• **The data**
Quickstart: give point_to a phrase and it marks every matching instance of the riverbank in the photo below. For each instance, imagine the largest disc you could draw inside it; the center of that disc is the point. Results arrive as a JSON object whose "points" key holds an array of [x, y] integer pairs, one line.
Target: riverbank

...

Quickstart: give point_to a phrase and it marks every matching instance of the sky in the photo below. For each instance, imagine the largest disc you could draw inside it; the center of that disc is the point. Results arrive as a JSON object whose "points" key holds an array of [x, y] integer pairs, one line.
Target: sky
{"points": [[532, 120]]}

--

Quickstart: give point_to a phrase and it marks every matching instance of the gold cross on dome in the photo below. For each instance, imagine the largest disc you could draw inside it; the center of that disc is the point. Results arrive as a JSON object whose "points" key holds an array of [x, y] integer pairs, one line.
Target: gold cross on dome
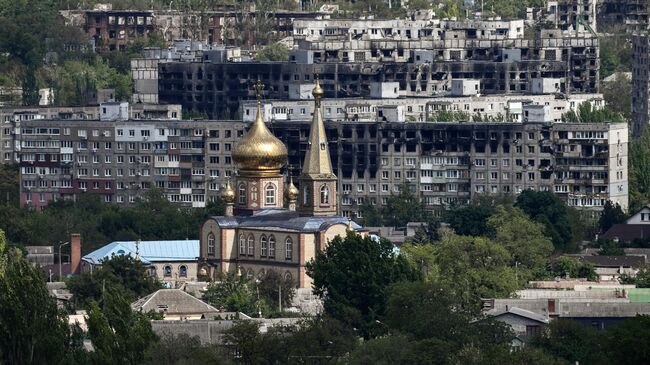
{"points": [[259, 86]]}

• **Exercise requirements**
Please say how many lines in the records above contain the string "riverbank", giving no other words.

• **Response box**
2